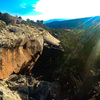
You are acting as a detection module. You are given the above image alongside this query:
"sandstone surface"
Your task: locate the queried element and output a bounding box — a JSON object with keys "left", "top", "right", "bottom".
{"left": 0, "top": 24, "right": 60, "bottom": 79}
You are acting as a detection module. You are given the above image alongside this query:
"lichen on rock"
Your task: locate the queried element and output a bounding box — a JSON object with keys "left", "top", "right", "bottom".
{"left": 0, "top": 24, "right": 60, "bottom": 79}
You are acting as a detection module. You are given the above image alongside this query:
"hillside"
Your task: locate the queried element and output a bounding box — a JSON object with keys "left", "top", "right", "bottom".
{"left": 0, "top": 12, "right": 22, "bottom": 25}
{"left": 42, "top": 19, "right": 100, "bottom": 99}
{"left": 0, "top": 12, "right": 100, "bottom": 100}
{"left": 45, "top": 16, "right": 100, "bottom": 29}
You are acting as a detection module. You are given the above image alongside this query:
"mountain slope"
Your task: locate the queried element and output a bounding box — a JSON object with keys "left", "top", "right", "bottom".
{"left": 45, "top": 16, "right": 100, "bottom": 29}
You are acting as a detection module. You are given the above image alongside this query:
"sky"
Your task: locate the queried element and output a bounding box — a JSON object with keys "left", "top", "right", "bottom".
{"left": 0, "top": 0, "right": 100, "bottom": 21}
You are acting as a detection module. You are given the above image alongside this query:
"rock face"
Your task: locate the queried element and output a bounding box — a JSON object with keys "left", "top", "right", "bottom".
{"left": 0, "top": 74, "right": 60, "bottom": 100}
{"left": 0, "top": 24, "right": 60, "bottom": 79}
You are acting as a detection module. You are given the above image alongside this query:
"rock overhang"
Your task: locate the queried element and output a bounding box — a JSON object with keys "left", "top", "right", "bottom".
{"left": 0, "top": 24, "right": 60, "bottom": 79}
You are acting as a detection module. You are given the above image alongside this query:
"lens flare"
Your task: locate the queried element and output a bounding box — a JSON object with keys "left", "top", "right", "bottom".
{"left": 84, "top": 39, "right": 100, "bottom": 79}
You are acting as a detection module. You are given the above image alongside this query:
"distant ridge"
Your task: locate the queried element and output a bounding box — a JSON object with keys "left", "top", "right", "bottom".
{"left": 44, "top": 19, "right": 68, "bottom": 24}
{"left": 45, "top": 16, "right": 100, "bottom": 29}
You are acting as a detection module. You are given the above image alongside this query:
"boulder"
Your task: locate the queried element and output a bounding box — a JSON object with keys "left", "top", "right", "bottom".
{"left": 0, "top": 24, "right": 60, "bottom": 79}
{"left": 0, "top": 74, "right": 60, "bottom": 100}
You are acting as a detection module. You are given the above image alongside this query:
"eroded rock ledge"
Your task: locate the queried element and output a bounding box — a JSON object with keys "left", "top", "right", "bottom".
{"left": 0, "top": 24, "right": 60, "bottom": 79}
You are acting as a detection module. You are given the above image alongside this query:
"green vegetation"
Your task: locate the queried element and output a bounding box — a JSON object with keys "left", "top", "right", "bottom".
{"left": 45, "top": 16, "right": 100, "bottom": 29}
{"left": 42, "top": 22, "right": 100, "bottom": 99}
{"left": 21, "top": 19, "right": 40, "bottom": 27}
{"left": 0, "top": 11, "right": 100, "bottom": 99}
{"left": 0, "top": 12, "right": 15, "bottom": 25}
{"left": 0, "top": 11, "right": 41, "bottom": 29}
{"left": 18, "top": 16, "right": 22, "bottom": 19}
{"left": 0, "top": 20, "right": 6, "bottom": 30}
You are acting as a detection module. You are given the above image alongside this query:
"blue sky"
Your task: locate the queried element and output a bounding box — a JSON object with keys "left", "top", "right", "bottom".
{"left": 0, "top": 0, "right": 40, "bottom": 16}
{"left": 0, "top": 0, "right": 100, "bottom": 21}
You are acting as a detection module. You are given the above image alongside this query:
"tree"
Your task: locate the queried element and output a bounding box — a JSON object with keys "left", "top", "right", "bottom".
{"left": 26, "top": 19, "right": 30, "bottom": 22}
{"left": 0, "top": 12, "right": 2, "bottom": 16}
{"left": 18, "top": 16, "right": 22, "bottom": 19}
{"left": 0, "top": 13, "right": 15, "bottom": 25}
{"left": 36, "top": 20, "right": 43, "bottom": 26}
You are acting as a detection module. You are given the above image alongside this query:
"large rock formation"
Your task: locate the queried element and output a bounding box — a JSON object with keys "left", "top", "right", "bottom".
{"left": 0, "top": 24, "right": 60, "bottom": 79}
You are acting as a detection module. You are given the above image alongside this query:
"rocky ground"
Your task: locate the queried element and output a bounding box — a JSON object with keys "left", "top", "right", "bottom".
{"left": 0, "top": 74, "right": 60, "bottom": 100}
{"left": 0, "top": 23, "right": 61, "bottom": 100}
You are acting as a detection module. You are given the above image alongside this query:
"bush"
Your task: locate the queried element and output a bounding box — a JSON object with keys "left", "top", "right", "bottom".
{"left": 0, "top": 13, "right": 15, "bottom": 25}
{"left": 0, "top": 20, "right": 6, "bottom": 30}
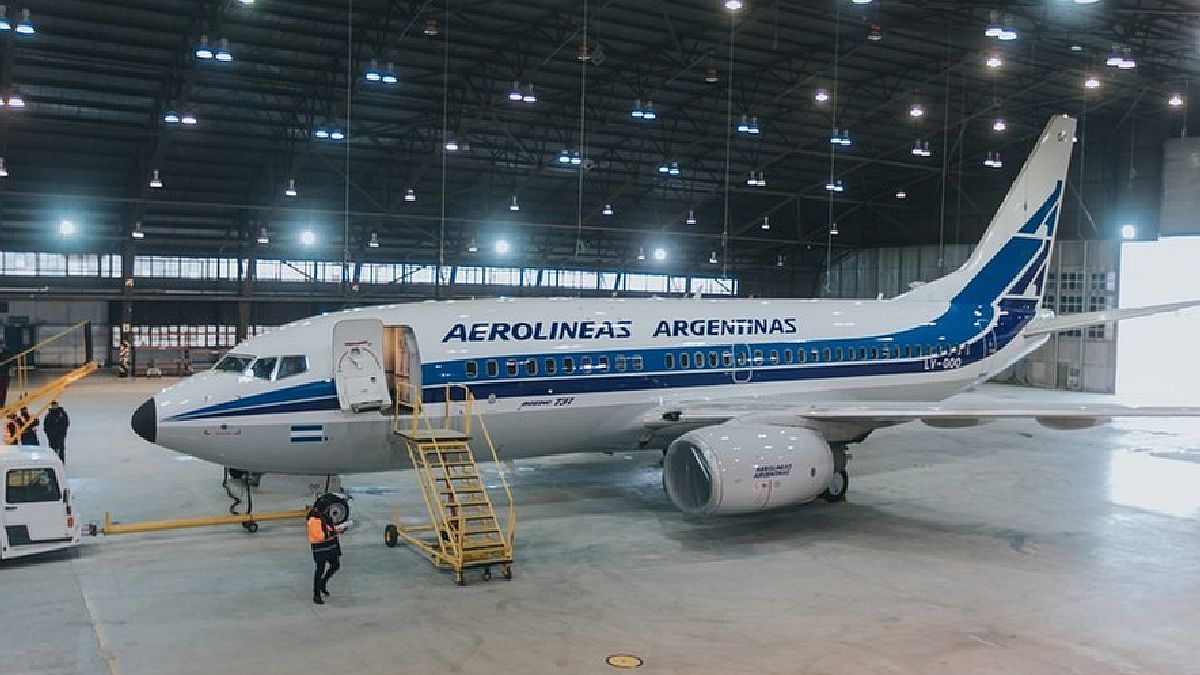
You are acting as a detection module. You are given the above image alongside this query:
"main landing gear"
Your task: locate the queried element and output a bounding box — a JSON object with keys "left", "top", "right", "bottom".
{"left": 820, "top": 445, "right": 850, "bottom": 502}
■ ■ ■
**What you have to do**
Restate all of the material above word for word. Pictures do not belong in it.

**Solution**
You are acting as a detection module. You are given the above image alongside this query:
"sandstone surface"
Your task: locate the queried element and output a bounding box — a JSON object with keys "left", "top", "right", "bottom".
{"left": 0, "top": 24, "right": 60, "bottom": 79}
You are acting as a detection module. You are given the above image alongside this query:
"lichen on rock"
Your task: locate the queried element and output a bounding box — a JSON object with keys "left", "top", "right", "bottom".
{"left": 0, "top": 24, "right": 60, "bottom": 79}
You are acting as a detection module. You are given the above image alongside this query:
"hillside"
Your task: locate the queried element and output a bounding box — a JSON object with keys "left", "top", "right", "bottom".
{"left": 0, "top": 12, "right": 22, "bottom": 25}
{"left": 42, "top": 19, "right": 100, "bottom": 99}
{"left": 0, "top": 12, "right": 100, "bottom": 100}
{"left": 45, "top": 16, "right": 100, "bottom": 29}
You are acting as a detection module. You are given the above image alongside this query:
"mountain slope"
Your task: locate the queried element and output a bounding box — a JSON object with keys "left", "top", "right", "bottom".
{"left": 45, "top": 16, "right": 100, "bottom": 29}
You are acting as a detection module. You are given the above image alongside this query:
"sky"
Your task: locate the queried element and output a bounding box — a JSON object with keys "left", "top", "right", "bottom".
{"left": 0, "top": 0, "right": 100, "bottom": 21}
You are acting as a detection module. You are given the above image alongside this query:
"rock face"
Your task: locate the queried element and output a bounding box — a JSON object with keys "left", "top", "right", "bottom".
{"left": 0, "top": 74, "right": 60, "bottom": 100}
{"left": 0, "top": 24, "right": 60, "bottom": 79}
You are acting as a detection module. You are given the above image alongside this query:
"rock overhang"
Your task: locate the queried element and output a bounding box — a JSON object with keys "left", "top", "right", "bottom".
{"left": 0, "top": 24, "right": 60, "bottom": 79}
You are acting as a detection module. You are given the above image alongside this query:
"lens flare"
Your task: locate the queried element and output a bounding box — a JSON object with keys "left", "top", "right", "bottom".
{"left": 84, "top": 39, "right": 100, "bottom": 79}
You are acting as a detection module. You are given the above image alongside this query:
"distant ridge"
Your task: locate the queried element and output a bounding box — a JSON object with keys "left", "top", "right", "bottom".
{"left": 44, "top": 19, "right": 68, "bottom": 24}
{"left": 45, "top": 16, "right": 100, "bottom": 29}
You are acting as a detection module. You are given the above image alongside this query:
"boulder"
Your task: locate the queried element and output a bounding box — a JSON object with keys "left", "top", "right", "bottom".
{"left": 0, "top": 24, "right": 60, "bottom": 79}
{"left": 0, "top": 74, "right": 60, "bottom": 100}
You are acting as a detection module. You are given the above image alongside this query:
"eroded rock ledge"
Your task: locate the queried element and output a bounding box — a JSON object with keys "left", "top", "right", "bottom".
{"left": 0, "top": 24, "right": 60, "bottom": 79}
You are acting as a detection module. You are given the above image alongside this query:
"green vegetation"
Your task: locate the queried element and output a bounding box — a JSON object with keys "left", "top", "right", "bottom".
{"left": 45, "top": 16, "right": 100, "bottom": 29}
{"left": 42, "top": 22, "right": 100, "bottom": 99}
{"left": 21, "top": 19, "right": 40, "bottom": 27}
{"left": 0, "top": 11, "right": 100, "bottom": 99}
{"left": 0, "top": 12, "right": 15, "bottom": 25}
{"left": 0, "top": 11, "right": 41, "bottom": 29}
{"left": 18, "top": 16, "right": 22, "bottom": 19}
{"left": 0, "top": 20, "right": 6, "bottom": 30}
You are acting as a detection module. You are given the above image alongside this query:
"blue sky"
Your task: locate the queried element and output a bounding box — a JSON object with keys "left", "top", "right", "bottom".
{"left": 0, "top": 0, "right": 40, "bottom": 16}
{"left": 0, "top": 0, "right": 100, "bottom": 21}
You are acting as a detection module. You are given the above image alongside this query:
"tree"
Your task: locate the queried element and output a bounding box — a JSON object with keys "left", "top", "right", "bottom".
{"left": 26, "top": 19, "right": 30, "bottom": 22}
{"left": 0, "top": 12, "right": 2, "bottom": 16}
{"left": 18, "top": 16, "right": 22, "bottom": 19}
{"left": 0, "top": 13, "right": 15, "bottom": 25}
{"left": 36, "top": 20, "right": 43, "bottom": 26}
You are acting as a detection module. You are given the above image alongside this query:
"large rock formation"
Your task: locate the queried element and output a bounding box — a JSON object with keys "left", "top", "right", "bottom".
{"left": 0, "top": 24, "right": 60, "bottom": 79}
You are acting as a detection module. You are given the above image alongside this query:
"rocky ground"
Your task: locate the queried element and output a bounding box — a JSON object with keys "left", "top", "right", "bottom".
{"left": 0, "top": 74, "right": 60, "bottom": 100}
{"left": 0, "top": 23, "right": 61, "bottom": 100}
You are acting as a detection module. You are given the above image alongside this query:
"bush"
Your task: locate the queried element and output a bounding box — a JSON object with keys "left", "top", "right", "bottom".
{"left": 0, "top": 13, "right": 15, "bottom": 25}
{"left": 0, "top": 20, "right": 6, "bottom": 30}
You are acting as a detection module. You are given the above image alongside this query:
"main landing gear"
Your task: locate the queried element and output a bounding box — a JSON object with keys "left", "top", "right", "bottom".
{"left": 820, "top": 445, "right": 850, "bottom": 502}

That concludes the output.